◆ What you are asked to do: Copy every line from the one containing "The function indicates a point for each instance of the building" through the end of the material, requests included. Scale each coordinate in the answers by 1.25 and round it to a whole number, with halves rounding up.

(Pointing dataset excerpts)
============================================================

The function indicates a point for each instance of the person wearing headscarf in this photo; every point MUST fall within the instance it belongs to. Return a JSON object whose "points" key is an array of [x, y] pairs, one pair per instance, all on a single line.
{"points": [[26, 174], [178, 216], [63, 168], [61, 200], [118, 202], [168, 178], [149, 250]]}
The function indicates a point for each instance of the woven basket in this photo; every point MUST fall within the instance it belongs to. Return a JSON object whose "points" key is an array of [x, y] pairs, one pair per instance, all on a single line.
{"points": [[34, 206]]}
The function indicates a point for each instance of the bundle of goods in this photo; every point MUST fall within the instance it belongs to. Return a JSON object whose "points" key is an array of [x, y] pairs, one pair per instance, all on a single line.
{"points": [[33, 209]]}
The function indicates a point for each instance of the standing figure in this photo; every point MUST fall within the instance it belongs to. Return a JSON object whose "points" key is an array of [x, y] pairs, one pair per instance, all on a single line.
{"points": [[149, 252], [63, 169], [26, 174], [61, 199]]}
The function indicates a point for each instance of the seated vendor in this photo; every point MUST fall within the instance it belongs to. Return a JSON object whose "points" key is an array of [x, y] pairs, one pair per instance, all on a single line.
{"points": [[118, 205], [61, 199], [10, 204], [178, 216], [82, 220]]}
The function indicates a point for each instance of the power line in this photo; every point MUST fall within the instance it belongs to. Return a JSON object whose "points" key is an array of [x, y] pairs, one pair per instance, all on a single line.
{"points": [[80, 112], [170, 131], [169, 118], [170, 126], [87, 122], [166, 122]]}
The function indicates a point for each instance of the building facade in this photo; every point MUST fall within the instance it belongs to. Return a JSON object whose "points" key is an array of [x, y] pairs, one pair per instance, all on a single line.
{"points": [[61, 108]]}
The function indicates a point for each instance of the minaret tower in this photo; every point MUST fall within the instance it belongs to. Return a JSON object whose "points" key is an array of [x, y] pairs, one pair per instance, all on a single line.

============================================================

◆ The result:
The function indicates a point for each instance of the building facade in this photo; every point MUST fall within the instance it belongs to. Return a JSON object whose "points" key is an array of [x, y] pairs, one pair per instance, all on a single line.
{"points": [[76, 135]]}
The function indicates a point for each instance of the minaret tower in this photo; every point MUST fall within the instance it belongs to. Return a JSON object whose "points" key is an array of [x, y] pairs, one pair per instance, all on a single line.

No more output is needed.